Dataset entries
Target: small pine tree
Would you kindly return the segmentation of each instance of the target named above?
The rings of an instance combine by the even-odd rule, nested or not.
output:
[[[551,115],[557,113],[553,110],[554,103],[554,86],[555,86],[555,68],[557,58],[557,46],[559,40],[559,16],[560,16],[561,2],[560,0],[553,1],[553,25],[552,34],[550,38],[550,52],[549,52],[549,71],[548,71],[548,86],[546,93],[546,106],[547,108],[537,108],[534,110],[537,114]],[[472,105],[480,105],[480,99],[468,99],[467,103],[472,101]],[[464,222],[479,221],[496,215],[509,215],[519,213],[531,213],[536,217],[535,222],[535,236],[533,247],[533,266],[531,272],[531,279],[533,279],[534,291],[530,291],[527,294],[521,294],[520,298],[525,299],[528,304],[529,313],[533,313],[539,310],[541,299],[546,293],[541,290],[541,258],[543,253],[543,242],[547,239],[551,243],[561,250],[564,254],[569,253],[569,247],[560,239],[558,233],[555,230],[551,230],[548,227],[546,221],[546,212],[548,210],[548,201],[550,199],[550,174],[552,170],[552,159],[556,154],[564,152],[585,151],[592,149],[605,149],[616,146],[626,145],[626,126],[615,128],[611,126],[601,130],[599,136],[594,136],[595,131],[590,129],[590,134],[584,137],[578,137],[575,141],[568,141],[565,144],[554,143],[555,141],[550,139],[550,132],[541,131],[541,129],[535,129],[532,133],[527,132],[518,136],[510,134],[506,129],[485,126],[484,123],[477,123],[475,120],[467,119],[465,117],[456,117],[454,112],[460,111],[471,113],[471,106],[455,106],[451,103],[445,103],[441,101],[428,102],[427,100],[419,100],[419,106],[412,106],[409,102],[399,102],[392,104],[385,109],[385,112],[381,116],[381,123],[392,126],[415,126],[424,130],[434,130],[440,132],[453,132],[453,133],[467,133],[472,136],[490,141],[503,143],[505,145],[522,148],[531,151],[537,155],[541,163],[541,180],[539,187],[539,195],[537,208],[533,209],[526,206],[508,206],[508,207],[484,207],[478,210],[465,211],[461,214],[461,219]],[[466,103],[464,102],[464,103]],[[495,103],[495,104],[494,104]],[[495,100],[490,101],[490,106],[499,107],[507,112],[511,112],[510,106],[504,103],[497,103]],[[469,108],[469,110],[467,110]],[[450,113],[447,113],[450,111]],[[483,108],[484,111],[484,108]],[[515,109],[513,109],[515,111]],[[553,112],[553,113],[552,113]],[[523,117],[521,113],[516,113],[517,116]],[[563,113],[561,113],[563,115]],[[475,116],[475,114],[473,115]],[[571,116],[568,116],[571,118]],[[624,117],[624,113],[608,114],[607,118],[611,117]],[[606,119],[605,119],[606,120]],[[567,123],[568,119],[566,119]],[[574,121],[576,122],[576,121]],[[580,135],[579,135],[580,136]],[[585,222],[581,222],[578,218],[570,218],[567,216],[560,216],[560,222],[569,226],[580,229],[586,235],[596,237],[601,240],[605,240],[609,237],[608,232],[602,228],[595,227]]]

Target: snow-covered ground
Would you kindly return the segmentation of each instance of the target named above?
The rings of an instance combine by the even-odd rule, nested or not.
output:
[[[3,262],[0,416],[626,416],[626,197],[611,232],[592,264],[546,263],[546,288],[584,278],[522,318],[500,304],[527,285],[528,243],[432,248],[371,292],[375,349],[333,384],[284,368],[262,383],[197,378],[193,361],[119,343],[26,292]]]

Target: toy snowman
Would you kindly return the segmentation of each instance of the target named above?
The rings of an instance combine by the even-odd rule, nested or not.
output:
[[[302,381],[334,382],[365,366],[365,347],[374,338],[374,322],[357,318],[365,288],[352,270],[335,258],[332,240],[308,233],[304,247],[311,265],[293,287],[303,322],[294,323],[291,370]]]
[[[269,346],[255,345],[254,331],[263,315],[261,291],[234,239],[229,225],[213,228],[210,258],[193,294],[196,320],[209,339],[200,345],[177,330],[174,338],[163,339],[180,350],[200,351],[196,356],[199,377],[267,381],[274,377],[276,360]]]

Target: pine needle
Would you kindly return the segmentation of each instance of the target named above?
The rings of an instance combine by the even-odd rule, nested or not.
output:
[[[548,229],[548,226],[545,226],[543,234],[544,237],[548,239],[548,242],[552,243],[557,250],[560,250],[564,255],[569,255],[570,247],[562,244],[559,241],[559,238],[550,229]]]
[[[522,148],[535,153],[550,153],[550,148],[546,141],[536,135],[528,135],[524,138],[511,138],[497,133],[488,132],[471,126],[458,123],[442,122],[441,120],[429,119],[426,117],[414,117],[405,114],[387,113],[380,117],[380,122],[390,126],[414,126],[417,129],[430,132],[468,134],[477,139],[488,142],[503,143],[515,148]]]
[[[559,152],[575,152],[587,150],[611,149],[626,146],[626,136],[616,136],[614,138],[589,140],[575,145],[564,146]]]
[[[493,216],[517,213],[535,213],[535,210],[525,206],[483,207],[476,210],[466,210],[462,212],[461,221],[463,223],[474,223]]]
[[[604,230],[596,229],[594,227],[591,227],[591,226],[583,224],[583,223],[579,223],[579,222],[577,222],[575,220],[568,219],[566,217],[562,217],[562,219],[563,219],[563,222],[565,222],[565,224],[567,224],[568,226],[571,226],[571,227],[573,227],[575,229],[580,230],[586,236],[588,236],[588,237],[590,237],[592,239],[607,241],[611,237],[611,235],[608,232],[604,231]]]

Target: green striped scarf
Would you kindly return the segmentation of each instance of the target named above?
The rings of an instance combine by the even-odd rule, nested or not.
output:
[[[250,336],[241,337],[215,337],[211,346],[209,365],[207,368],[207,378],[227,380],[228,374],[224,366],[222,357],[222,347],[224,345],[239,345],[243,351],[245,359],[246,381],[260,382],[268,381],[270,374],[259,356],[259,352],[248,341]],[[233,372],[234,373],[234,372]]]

**Required work**:
Only the lines from the one containing "Target: green striped scarf" through the final line above should be duplicated, exactly as they stand.

**Exercise result**:
Target: green striped scarf
Would you kindly return the segmentation of each instance of the target named above?
The rings of an instance combine by the even-odd rule, nested or not.
output:
[[[250,336],[241,337],[215,337],[211,346],[209,365],[207,368],[207,378],[227,380],[228,374],[224,366],[222,357],[222,347],[224,345],[239,345],[243,351],[245,359],[246,381],[260,382],[268,381],[270,374],[259,356],[259,352],[248,341]],[[233,372],[234,373],[234,372]]]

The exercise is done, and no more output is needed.